● COMPITI DA SVOLGERE:
(A) Nel brano sul sogno ricorrente, che cosa sognava sempre chi scrive da giovane?
(B) Riprendi il brano sul sogno ricorrente subito dopo la sua ultima frase e prosegui il testo.

● ESTRATTO FORNITO:
= = = =

Avevamo il mondo davanti e una vita intera per viverlo.
Quello che so per certo è che, allora come ora nel ricordarlo, mi batteva forte forte il cuore.

giovedì 25 giugno 2015

Tornare a casa

          "Ci sarà sempre un conflitto tra quello che so e quello che sento"

Vi è mai capitato di fare un sogno sempre uguale, sempre quello, fino a diventare un'ossessione?
A me sì, è successo. Magari può cambiare un po' lo scenario, qualche "attore", ma il contesto, la trama è sempre la solita.
Mi è successo da giovane  che sognavo sempre di dover dare un esame e non essere preparata (forse il timore di essere inadeguata di fronte ai problemi della vita?), e poi un po' più matura quando continuamente avrei dovuto prendermi cura di un bambino molto piccolo (l'amore per me stessa?).
Non pretendo di essere Freud naturalmente, ma con grande spirito di sopravvivenza ho affrontato i miei limiti e, cavillandovi sopra, con pazienza li ho superati.
E ora questo...una sera, due, tre,,,magari non di seguito ma Tac, puntualmente ricompare, e ti risvegli con un senso di soffocamento, di turbamento, di vuoto che ti riempe la giornata. Sogno di essere lontana da casa, magari a Milano dai miei amici, o fuori a teatro, e non so come tornare indietro.
Voglio con tutta me stessa tornare a casa mia, ché altrove non mi sento a mio agio. A volte ho intorno gente sconosciuta, corsi d'acqua torbidi e minacciosi, ma non posso farlo perché non ho un mezzo....non ci sono treni né pullman, addirittura non ho le scarpe, il motorino è bucato, non trovo dove ho parcheggiato la macchina e neppure ho un gettone per telefonare a mia figlia di venire a prendermi. Un incubo!
Basta, devo fermare la giostra che ho nel cervello, smetterla di dar fiato all'orchestra stonata che ho dentro in compagnia della quale mi risveglio ogni mattina.
Il primo passo è ammettere di avere un disagio, qualcosa che mi disturba, mi fa star male. Può essere doloroso ma è necessario.
Mi sento persa in questo silenzio assordante per cui il mio cuore ha smesso di guidarmi lasciandomi in balia della mia testa e dei suoi pensieri eccessivi e tortuosi. Basta pensare, basta con i sensi di colpa. Devo assolutamente trovare il modo di affrancarmi emotivamente dal mio "problema". Di qualunque natura esso sia. Da qualunque parte provenga.
"Esiste un solo modo per affrontare il dolore. Accettarlo e andare oltre."
Giusto, belle parole. Ma prima devi riconoscerlo , e per farlo occorre una buona dose di onestà verso se stessi.

= = = =

Estratti di dataset per l'etichettatura di punti:
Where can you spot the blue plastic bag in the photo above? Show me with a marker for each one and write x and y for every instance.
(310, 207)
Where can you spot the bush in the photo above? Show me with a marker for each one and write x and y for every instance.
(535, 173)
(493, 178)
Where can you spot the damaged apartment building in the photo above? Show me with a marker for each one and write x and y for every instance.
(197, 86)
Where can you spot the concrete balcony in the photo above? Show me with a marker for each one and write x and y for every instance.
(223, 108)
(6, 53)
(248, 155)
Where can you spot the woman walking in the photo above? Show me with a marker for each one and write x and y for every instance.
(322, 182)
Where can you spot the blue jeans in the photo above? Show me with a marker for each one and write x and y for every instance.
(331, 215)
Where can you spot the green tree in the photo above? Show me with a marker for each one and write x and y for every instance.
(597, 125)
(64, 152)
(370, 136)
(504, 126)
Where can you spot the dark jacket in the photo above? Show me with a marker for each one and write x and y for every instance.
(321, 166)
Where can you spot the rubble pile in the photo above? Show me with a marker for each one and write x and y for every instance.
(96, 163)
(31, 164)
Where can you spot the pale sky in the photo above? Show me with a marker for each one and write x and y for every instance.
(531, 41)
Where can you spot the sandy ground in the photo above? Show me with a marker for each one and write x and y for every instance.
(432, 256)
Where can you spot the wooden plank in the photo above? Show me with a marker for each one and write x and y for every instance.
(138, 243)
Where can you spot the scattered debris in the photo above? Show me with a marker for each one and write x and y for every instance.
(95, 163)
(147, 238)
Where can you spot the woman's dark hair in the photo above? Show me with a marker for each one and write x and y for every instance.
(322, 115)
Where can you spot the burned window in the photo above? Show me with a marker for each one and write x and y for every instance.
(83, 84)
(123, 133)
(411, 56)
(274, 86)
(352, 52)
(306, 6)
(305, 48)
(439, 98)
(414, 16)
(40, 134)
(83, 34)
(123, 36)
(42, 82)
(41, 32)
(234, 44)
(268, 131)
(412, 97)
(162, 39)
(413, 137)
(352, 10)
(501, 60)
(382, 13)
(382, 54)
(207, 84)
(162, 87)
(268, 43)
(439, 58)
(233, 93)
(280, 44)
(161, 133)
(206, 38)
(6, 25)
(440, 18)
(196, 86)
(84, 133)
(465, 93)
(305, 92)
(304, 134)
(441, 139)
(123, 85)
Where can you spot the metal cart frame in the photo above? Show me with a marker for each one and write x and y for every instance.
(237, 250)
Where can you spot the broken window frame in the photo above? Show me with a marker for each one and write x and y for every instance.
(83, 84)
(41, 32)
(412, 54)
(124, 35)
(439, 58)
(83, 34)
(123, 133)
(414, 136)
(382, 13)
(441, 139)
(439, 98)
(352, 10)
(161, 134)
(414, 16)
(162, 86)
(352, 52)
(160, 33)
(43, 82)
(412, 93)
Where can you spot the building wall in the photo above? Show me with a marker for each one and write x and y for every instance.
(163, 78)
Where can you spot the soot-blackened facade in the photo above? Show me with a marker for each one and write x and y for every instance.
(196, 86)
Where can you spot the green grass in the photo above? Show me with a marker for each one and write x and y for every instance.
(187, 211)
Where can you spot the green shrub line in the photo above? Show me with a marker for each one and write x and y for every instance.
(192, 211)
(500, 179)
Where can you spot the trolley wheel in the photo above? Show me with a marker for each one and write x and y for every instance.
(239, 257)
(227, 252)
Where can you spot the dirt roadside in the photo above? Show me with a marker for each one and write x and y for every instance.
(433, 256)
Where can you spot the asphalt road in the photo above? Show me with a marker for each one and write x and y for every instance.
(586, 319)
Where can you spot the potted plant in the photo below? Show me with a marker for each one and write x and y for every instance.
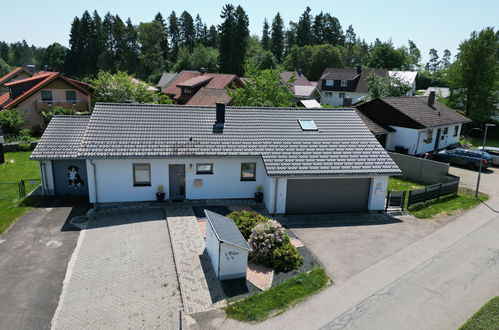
(259, 194)
(160, 195)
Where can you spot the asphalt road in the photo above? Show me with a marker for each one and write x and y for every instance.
(33, 259)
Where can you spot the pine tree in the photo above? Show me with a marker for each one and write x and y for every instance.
(304, 29)
(265, 41)
(173, 28)
(187, 31)
(277, 37)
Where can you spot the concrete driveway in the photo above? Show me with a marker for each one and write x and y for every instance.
(121, 275)
(346, 244)
(34, 255)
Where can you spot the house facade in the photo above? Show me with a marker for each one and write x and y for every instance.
(344, 87)
(418, 124)
(217, 153)
(42, 92)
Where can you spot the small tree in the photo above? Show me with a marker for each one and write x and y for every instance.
(264, 88)
(11, 120)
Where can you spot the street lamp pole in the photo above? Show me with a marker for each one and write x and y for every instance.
(481, 157)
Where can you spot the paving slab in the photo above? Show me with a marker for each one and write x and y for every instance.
(121, 276)
(201, 290)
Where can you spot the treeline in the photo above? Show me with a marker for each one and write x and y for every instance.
(181, 41)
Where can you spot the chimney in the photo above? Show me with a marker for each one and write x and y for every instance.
(431, 99)
(31, 68)
(220, 114)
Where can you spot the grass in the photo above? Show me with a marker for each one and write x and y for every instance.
(486, 318)
(447, 205)
(401, 184)
(259, 307)
(17, 166)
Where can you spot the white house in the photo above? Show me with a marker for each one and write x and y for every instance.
(344, 87)
(418, 124)
(307, 160)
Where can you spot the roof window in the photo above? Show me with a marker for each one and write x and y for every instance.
(307, 125)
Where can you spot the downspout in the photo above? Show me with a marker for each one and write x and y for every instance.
(95, 180)
(275, 195)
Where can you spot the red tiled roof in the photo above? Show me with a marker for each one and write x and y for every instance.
(210, 96)
(219, 80)
(44, 77)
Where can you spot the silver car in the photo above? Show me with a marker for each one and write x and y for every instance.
(494, 152)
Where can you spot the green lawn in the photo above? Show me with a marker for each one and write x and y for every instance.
(487, 317)
(260, 306)
(447, 205)
(17, 166)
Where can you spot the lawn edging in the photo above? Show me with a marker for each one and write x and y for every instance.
(276, 300)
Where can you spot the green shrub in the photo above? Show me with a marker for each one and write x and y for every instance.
(246, 220)
(286, 258)
(11, 120)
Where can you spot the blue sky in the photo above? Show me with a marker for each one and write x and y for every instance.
(437, 24)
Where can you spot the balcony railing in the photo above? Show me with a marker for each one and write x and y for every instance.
(77, 105)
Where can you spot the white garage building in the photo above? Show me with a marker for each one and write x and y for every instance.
(306, 160)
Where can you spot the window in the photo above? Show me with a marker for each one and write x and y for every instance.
(70, 95)
(248, 171)
(46, 95)
(204, 168)
(141, 175)
(307, 125)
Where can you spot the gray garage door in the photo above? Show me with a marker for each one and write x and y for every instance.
(70, 177)
(327, 195)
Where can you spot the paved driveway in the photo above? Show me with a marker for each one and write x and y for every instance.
(347, 244)
(122, 275)
(34, 254)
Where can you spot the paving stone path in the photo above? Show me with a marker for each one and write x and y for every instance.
(122, 275)
(201, 290)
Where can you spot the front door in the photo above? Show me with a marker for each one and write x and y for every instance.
(439, 131)
(177, 181)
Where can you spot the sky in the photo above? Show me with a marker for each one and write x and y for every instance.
(439, 24)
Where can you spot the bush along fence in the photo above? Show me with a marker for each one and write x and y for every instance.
(421, 195)
(12, 190)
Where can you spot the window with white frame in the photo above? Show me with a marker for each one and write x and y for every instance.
(141, 175)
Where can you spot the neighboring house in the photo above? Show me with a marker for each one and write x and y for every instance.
(407, 77)
(306, 160)
(343, 87)
(301, 87)
(187, 83)
(443, 92)
(420, 124)
(16, 74)
(45, 91)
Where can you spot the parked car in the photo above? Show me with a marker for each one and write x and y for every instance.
(465, 157)
(494, 152)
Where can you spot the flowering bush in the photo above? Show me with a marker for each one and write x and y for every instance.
(264, 238)
(246, 220)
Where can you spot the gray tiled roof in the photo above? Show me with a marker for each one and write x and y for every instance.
(62, 138)
(226, 230)
(342, 146)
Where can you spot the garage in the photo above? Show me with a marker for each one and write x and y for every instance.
(70, 177)
(327, 195)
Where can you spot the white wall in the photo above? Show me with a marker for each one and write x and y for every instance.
(336, 100)
(115, 179)
(233, 262)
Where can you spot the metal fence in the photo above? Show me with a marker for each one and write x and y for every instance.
(434, 191)
(13, 190)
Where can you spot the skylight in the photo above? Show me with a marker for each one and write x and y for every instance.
(307, 125)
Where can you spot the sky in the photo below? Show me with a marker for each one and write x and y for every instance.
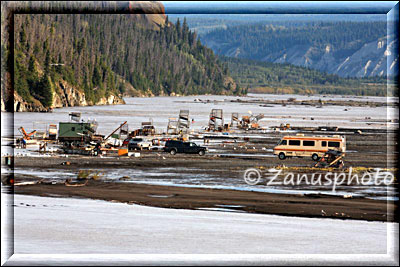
(279, 7)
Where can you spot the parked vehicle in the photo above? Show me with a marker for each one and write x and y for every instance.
(138, 144)
(173, 147)
(308, 146)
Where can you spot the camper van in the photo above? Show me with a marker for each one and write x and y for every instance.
(308, 146)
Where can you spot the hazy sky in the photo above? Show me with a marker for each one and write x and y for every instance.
(279, 6)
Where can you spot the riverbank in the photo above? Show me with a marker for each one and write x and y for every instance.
(301, 205)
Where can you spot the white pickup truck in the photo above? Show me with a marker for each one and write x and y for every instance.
(139, 144)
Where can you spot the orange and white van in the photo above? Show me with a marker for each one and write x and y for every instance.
(308, 146)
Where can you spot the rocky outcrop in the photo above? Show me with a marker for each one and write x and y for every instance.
(369, 60)
(65, 95)
(21, 105)
(68, 96)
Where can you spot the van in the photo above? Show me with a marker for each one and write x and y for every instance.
(308, 146)
(175, 146)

= = = =

● RISPOSTE DELL'ESERCIZIO:
(A) Sognava di dover dare un esame senza essere preparata.

(B)
Perché sappiamo bene che le risposte, tutte, sono già dentro di noi. Doppiamo solo avere il coraggio di riconoscerle, senza paura, e accogliere il "disturbo" senza ostacolarlo.
L'ansia, le fobie, la tristezza, sono tutti campanelli d'allarme che ci  giungono da un luogo sconosciuto per dirci qualcosa, e come tali vanno rispettati. Bisogna lasciarsi andare.
Ragionare, capire o cercar di spiegare cronicizza i problemi che devono invece essere affidati al buio,
al vuoto. Esser guardati come onde del mare. Perché non si può pretendere di gestire ne controllare l'ineluttabile.
Ed ecco che, piano piano, il tuo "io" riaffiora. Ritrovi la tua istintualità e di colpo ti accorgi che quel qualcosa che non va è proprio lì, di fronte a te. Devi solo prenderne atto e lasciarlo andare. Che non vuol dire "mandarlo via", ma accettare le cose per quello che sono, senza reprimerle o volerle cambiare. Non cercare di trattenere, di bloccare, o farle a tuo piacimento, ma lasciarne il naturale fluire.  E con queste tornare ad essere se stessi, perché quando cerchi di piacere per forza, di essere adeguata, quando vuoi diventare come ti vogliono gli altri, poi gli altri non ti vogliono più. E ti perdi.
Ecco ci siamo, sono arrivata al nocciolo, al fulcro, all'origine. Amen.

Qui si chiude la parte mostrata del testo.